Image entries for named regions
· · · · · · ·

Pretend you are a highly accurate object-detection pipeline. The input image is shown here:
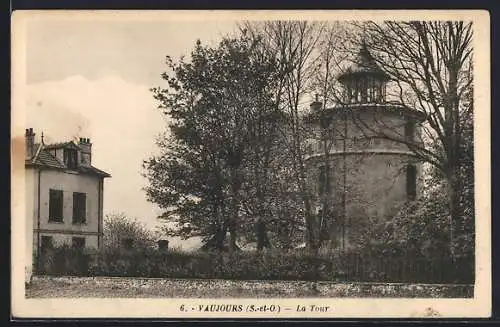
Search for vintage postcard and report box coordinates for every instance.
[11,10,491,319]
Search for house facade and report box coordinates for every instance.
[305,45,425,248]
[25,128,110,282]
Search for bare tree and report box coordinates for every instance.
[354,21,473,253]
[241,21,324,251]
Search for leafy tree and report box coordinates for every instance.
[144,35,286,250]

· · · · · · ·

**Job:** Return every line of this listing unchanged, omitting the pictures.

**Solution to this problem:**
Pretend you are a highly accurate object-detection pipeline. The input image is shown here:
Search for vintage postcard and report box coordinates for every instance.
[11,10,491,319]
Search for house facade and report box coordinates for every instance.
[305,45,425,248]
[25,128,110,282]
Search for bare tree and report box coordinates for every instance.
[354,21,473,253]
[241,21,324,251]
Search for leafy tree and report box coordinates for every instance.
[144,35,286,250]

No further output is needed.